--- À faire ---
A - Selon le texte d'étude, quelle sanction le conseil de discipline a-t-il finalement imposée au pharmacien Steve Bédard ?
B - Reproduisez le passage du texte d'étude qui commence par « Le syndic de » et se poursuit jusqu'à « ans de radiation. ».

Cinq patientes fréquentées en deux ans, mais des propositions de sanctions « clémentes » : les chiens de garde déontologiques doivent affûter leurs crocs face aux professionnels condamnés pour des infractions sexuelles, selon l'Ordre des pharmaciens.

L'organisation réagissait ainsi à la condamnation de l'un de ses membres, Steve Bédard, qui trouvait ses amies de coeur parmi ses patientes. Le pharmacien pratiquait dans la couronne nord de Montréal.

Un an après le durcissement du Code des professions et l'imposition d'une peine minimale de cinq ans pour ces délinquants, certains syndics ne semblent pas s'être adaptés au nouvel environnement de tolérance zéro.

Le syndic de l'Ordre des pharmaciens, dont le travail est d'accuser et de faire condamner les membres délinquants, a vu ses arguments écartés par le conseil de discipline, dans une décision publiée fin juillet : plutôt que de trancher la poire en deux entre la proposition de peine de la défense (radiation d'un an) et du syndic (radiation de deux ans), les juges ont imposé une sentence beaucoup plus sévère de trois ans de radiation.

Le conseil a qualifié de « clémentes » les sanctions proposées pour d'autres infractions commises par M. Bédard, comme avoir fouillé dans deux dossiers médicaux pour trouver le numéro de cellulaire de possibles conquêtes. Auparavant, le conseil s'était dit « mal à l'aise » avec la légèreté d'une proposition précédente du syndic.

« Il y a dans cette décision un message que le comité de discipline envoie, et c'est un message qui devra être entendu par l'ensemble des syndics de tous les ordres », a réagi la directrice générale de l'Ordre des pharmaciens, Manon Lambert, par l'entremise d'une déclaration par courriel. Elle a refusé une entrevue téléphonique sur le travail du syndic de son organisation parce que « les syndics sont complètement indépendants de l'administration de l'Ordre ».

Descriptions de régions en langage naturel:
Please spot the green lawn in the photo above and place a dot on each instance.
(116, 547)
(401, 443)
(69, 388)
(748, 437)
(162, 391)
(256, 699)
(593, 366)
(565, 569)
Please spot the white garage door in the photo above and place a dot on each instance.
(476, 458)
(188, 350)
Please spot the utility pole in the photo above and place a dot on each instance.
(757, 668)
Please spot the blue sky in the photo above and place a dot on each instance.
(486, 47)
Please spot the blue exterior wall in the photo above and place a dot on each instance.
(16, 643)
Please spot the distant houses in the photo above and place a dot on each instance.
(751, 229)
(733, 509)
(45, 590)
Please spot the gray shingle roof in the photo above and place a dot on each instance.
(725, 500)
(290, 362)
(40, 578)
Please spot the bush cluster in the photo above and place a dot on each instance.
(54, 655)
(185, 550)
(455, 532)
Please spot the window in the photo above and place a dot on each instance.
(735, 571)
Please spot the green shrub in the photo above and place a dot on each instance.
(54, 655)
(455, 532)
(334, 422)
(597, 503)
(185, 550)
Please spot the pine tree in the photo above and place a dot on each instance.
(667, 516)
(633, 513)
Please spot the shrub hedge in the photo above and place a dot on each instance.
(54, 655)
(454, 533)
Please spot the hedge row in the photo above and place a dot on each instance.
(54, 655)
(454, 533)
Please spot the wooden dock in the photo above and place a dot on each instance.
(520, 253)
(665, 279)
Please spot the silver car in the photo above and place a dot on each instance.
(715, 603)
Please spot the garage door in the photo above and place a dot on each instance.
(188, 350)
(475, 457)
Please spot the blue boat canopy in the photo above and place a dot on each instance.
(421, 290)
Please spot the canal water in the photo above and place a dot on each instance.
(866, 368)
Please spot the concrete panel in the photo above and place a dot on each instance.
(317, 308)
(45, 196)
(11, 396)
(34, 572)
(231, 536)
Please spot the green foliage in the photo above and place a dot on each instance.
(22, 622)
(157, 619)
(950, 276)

--- Réponses ---
A - Une radiation de trois ans.

B -
Le syndic de l'Ordre des pharmaciens, dont le travail est d'accuser et de faire condamner les membres délinquants, a vu ses arguments écartés par le conseil de discipline, dans une décision publiée fin juillet : plutôt que de trancher la poire en deux entre la proposition de peine de la défense (radiation d'un an) et du syndic (radiation de deux ans), les juges ont imposé une sentence beaucoup plus sévère de trois ans de radiation.